■ TASK GOAL:
How many lines in the records contain the word "gray"? Reply with the number alone.

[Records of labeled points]
[BEGIN]

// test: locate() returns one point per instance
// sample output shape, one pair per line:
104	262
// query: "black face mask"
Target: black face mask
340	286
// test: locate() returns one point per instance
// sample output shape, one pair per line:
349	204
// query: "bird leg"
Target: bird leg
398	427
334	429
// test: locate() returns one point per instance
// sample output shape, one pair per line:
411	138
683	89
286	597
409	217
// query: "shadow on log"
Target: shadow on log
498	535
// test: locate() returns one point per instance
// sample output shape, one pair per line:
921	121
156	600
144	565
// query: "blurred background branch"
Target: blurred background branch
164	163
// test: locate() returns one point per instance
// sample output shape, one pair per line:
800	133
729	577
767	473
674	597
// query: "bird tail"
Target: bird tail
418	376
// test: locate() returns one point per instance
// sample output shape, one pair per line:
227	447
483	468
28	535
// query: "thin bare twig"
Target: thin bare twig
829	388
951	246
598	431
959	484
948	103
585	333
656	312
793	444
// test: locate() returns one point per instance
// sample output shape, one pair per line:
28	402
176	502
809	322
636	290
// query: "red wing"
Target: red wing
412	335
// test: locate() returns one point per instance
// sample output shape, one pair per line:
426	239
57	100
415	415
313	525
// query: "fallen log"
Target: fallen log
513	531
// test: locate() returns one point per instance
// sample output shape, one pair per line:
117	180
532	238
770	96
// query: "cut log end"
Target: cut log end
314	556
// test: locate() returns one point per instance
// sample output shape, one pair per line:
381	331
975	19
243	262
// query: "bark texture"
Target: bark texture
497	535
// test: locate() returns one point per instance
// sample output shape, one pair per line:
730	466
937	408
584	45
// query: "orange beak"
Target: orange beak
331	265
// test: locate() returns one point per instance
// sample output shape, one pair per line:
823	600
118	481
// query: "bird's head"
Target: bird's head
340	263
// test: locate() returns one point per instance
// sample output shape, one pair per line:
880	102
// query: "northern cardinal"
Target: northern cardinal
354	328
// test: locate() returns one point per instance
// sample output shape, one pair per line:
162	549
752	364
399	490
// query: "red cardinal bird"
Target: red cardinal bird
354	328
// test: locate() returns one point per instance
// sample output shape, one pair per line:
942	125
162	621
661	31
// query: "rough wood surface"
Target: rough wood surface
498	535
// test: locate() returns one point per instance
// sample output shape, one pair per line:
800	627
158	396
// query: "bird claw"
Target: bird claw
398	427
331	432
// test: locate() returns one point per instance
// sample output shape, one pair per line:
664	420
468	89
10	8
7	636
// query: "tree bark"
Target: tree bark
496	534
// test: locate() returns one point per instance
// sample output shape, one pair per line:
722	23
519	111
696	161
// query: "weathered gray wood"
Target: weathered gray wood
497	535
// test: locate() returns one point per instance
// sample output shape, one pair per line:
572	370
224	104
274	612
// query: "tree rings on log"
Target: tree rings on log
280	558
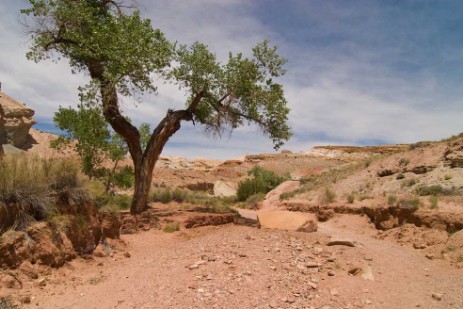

[END]

■ EXERCISE RESULT:
2